TASK STATEMENT: From the line containing "locate the bathtub?" down to the last line of the data, output each line word for word and include nothing else.

(Phrase grounding data)
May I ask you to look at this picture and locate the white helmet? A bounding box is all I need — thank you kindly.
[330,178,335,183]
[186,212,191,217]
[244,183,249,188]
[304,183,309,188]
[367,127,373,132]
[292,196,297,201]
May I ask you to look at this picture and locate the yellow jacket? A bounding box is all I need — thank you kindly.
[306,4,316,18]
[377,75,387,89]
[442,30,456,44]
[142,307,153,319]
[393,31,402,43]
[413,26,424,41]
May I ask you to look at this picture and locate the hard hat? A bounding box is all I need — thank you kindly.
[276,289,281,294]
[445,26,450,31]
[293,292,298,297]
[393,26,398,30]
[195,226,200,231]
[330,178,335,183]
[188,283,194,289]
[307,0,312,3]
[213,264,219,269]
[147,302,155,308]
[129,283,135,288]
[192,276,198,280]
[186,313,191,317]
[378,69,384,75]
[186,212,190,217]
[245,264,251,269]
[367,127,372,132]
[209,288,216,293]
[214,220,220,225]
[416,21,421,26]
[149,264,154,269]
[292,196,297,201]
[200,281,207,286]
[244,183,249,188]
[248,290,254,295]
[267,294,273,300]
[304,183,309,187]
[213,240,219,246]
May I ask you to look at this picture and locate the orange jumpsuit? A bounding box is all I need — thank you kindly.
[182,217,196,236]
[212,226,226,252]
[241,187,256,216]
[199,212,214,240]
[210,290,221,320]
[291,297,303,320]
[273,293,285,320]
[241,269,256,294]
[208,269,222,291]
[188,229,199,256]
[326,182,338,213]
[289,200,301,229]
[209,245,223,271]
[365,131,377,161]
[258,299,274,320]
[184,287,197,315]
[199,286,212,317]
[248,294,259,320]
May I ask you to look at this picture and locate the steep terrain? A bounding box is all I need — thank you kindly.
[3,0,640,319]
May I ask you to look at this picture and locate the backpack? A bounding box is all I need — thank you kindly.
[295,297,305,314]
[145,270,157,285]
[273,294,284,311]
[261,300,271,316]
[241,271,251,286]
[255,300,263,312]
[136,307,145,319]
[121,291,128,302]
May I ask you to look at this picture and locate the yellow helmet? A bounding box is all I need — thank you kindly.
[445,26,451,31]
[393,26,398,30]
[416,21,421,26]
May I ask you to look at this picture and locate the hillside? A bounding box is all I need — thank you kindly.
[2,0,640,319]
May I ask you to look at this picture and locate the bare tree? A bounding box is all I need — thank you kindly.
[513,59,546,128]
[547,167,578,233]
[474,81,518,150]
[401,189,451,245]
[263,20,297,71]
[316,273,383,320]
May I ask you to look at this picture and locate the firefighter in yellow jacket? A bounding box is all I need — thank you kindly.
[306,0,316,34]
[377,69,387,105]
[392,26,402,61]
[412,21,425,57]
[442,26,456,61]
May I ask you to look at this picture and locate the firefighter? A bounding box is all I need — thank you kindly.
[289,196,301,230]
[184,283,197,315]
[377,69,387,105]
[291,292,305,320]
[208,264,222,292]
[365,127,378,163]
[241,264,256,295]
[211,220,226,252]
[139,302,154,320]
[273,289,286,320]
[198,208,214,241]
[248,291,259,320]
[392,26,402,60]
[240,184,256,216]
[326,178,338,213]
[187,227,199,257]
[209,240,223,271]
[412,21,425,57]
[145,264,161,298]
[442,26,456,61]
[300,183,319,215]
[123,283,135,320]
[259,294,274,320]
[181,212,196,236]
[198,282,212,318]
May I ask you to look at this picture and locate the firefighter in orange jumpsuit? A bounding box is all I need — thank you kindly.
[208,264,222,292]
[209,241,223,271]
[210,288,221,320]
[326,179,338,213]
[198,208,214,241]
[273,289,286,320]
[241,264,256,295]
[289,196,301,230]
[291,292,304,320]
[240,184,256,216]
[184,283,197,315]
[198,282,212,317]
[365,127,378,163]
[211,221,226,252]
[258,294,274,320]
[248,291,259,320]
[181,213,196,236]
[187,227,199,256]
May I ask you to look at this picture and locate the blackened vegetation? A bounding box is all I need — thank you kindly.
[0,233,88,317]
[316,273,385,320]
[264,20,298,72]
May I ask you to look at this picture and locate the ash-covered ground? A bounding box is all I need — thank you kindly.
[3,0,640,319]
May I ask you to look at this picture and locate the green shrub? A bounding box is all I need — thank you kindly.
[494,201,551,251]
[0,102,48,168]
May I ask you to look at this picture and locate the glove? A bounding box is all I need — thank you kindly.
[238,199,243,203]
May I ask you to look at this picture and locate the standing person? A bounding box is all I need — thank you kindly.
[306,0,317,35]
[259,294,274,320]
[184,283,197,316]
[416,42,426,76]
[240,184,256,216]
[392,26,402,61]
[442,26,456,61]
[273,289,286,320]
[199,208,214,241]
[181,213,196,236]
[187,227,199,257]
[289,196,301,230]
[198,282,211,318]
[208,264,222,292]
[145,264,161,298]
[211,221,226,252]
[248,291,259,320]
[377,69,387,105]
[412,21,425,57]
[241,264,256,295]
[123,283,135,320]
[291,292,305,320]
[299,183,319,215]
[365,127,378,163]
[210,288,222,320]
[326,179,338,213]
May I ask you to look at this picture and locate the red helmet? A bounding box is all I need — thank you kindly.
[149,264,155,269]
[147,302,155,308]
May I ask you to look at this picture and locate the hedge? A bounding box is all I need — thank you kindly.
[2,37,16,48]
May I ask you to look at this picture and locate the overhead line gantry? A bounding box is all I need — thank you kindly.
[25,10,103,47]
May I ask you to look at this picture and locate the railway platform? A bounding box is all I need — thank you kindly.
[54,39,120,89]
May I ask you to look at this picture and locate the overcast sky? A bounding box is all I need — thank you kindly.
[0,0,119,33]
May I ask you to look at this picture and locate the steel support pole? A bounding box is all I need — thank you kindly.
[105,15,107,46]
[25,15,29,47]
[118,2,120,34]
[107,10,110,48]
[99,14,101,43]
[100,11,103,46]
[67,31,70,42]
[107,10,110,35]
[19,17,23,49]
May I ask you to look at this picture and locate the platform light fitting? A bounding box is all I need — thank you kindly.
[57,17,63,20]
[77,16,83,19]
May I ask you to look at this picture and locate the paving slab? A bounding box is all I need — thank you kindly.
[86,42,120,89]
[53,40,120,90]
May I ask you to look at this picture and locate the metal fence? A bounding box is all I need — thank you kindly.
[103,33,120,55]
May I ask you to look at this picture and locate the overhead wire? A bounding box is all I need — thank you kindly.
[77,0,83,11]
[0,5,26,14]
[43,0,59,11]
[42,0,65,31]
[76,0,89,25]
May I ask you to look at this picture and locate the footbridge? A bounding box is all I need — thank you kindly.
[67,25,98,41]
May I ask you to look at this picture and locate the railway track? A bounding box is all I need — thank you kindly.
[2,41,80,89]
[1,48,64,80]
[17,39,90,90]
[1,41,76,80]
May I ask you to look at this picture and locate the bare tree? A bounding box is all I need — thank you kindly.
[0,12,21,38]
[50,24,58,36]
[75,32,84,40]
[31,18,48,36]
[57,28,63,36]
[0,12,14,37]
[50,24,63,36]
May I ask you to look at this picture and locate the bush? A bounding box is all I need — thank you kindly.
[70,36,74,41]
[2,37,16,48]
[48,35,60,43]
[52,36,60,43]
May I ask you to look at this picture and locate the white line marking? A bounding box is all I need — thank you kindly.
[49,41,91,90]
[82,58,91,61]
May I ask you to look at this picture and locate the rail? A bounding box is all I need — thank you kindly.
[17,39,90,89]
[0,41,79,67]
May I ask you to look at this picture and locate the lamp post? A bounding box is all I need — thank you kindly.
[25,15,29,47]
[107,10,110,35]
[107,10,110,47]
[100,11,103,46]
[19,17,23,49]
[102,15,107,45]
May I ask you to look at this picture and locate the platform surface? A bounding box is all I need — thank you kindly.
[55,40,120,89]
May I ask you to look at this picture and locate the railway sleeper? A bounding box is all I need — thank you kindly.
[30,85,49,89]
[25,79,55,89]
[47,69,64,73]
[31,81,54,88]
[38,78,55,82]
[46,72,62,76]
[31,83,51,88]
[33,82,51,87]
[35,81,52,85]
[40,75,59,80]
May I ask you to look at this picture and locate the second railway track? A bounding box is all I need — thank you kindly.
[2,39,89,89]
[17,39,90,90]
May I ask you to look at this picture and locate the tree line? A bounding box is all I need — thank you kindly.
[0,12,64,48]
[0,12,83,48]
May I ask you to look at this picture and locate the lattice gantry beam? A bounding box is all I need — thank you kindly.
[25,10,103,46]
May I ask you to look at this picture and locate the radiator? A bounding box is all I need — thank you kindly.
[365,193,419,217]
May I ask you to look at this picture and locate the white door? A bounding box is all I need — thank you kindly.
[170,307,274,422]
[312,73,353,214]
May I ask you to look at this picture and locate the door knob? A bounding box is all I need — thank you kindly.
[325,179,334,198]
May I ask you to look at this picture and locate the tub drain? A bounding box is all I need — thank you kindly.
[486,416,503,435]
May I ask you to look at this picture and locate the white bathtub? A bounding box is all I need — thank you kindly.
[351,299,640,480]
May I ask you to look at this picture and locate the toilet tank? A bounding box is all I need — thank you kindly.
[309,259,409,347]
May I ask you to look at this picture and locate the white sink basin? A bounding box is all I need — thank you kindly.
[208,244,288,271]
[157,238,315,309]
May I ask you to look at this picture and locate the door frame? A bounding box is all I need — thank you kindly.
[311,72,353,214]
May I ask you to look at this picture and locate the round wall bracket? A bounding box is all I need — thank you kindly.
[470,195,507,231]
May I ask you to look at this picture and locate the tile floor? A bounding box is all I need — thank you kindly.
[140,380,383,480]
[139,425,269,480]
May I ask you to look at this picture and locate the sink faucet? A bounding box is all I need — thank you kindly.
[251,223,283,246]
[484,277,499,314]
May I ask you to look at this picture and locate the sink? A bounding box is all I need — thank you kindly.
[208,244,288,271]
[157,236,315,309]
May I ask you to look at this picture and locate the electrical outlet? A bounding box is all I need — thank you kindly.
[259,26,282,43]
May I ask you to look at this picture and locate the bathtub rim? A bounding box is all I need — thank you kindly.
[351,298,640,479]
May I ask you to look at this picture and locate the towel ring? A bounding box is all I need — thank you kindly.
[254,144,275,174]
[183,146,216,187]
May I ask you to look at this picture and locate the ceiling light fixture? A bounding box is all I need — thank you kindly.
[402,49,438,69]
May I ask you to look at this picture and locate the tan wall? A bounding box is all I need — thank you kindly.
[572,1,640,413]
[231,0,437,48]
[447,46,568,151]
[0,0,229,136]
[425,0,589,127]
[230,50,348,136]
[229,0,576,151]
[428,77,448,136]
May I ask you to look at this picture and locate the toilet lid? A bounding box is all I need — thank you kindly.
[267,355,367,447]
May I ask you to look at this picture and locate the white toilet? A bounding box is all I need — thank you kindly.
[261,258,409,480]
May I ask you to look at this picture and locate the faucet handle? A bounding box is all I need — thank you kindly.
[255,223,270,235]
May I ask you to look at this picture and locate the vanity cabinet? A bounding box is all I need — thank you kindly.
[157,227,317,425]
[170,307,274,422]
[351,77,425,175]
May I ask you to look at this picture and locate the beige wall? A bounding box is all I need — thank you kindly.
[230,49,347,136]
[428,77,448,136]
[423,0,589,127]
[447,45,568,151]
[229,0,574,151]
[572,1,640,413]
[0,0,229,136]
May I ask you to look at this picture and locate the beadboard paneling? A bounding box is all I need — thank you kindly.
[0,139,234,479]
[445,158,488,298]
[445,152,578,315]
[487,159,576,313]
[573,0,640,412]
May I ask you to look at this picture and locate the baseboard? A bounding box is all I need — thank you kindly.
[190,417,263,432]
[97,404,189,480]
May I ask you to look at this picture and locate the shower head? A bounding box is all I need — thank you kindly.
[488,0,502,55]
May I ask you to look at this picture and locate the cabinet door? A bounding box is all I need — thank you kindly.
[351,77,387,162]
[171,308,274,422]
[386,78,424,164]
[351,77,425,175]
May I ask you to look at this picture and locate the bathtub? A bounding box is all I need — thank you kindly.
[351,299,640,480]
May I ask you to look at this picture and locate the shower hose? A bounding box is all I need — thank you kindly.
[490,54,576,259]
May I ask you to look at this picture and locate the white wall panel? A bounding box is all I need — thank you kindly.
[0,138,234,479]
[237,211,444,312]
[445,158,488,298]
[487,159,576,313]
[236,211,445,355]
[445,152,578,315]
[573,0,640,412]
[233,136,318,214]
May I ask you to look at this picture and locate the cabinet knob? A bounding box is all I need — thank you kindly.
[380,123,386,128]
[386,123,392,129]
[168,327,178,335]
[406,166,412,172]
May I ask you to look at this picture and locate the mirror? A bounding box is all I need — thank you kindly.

SOLUTION:
May I ask you to look at this picture and locate the bathtub? A bounding box is all I need — thank you kindly.
[351,299,640,480]
May I ask you to look at this picture and locate the shower hose? A bounding box is all I need — thank you kindly.
[490,54,576,259]
May I ask you to look at this picture and locate the white wall panel? A bounding box is all I need — thank you kindly.
[0,138,234,479]
[237,211,444,312]
[445,158,488,298]
[487,159,576,313]
[236,211,445,355]
[445,152,578,315]
[573,0,640,412]
[233,136,318,214]
May I ask you to look at this picture and locate the cabinet knob? A bounding box is all I need — thank you kindly.
[380,123,386,128]
[386,123,392,129]
[168,327,178,335]
[406,166,412,172]
May I ask you to look at this picture and locate the mirror? A bounding box is all I need — thank you kindly.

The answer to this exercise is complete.